**Stated problem 1**
Print the rows from their first line up to and including the line containing "M 163 112 L", and leave the picture out of your answer.

The Stovall Mill Covered Bridge is the smallest covered bridge in Georgia. Built in 1895, it is one-lane wide, 33 feet long, and made of wood. It spans Chickamauga Creek in White County and is located near State Route 255.

The bridge is currently owned by the White County Historical Society.  In the past, it served as a link on the Cleveland to Clayton road; but by 1959, the road was moved away from the bridge.  The Stovall Mill Covered Bridge has a variety of other names including the Helen Bridge (for the town of Helen), Chickamauga Bridge, Nacoochee Bridge, and Sautee Bridge.

In popular culture
The Stovall Mill Covered Bridge was featured in the 1951 movie "I'd Climb The Highest Mountain," starring Rory Calhoun, William Lundigan, and Susan Hayward.
This historic covered bridge is said to be haunted. If you stand inside the bridge alone at night, you are supposed to hear the cries of unseen babies and the sounds of horse-drawn carriages. The bridge is a local landmark and open to the public.

**Extracted entries**
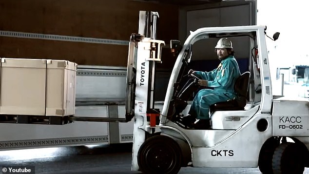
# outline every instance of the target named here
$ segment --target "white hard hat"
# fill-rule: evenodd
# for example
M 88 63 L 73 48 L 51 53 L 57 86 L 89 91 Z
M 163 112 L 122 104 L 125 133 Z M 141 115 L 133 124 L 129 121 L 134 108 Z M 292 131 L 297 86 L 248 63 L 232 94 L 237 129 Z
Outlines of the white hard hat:
M 214 48 L 233 48 L 232 41 L 227 38 L 221 38 L 217 42 Z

**Stated problem 2**
For each statement below, say yes or no according to the passage on the Stovall Mill Covered Bridge, and quote the words that decide it. (a) The bridge was built in 1895. (b) The bridge is 43 feet long. (c) The bridge is owned by the state of Georgia.

**Exercise response 1**
# outline every instance of the target named here
$ segment --target "white hard hat"
# fill-rule: evenodd
# for example
M 88 63 L 73 48 L 51 53 L 57 86 L 89 91 Z
M 163 112 L 122 104 L 125 133 Z M 141 115 L 133 124 L 129 121 L 134 108 Z M 292 131 L 297 86 L 248 63 L 232 94 L 237 129 Z

**Exercise response 2**
(a) Yes: "Built in 1895"
(b) No: "33 feet long"
(c) No: "The bridge is currently owned by the White County Historical Society."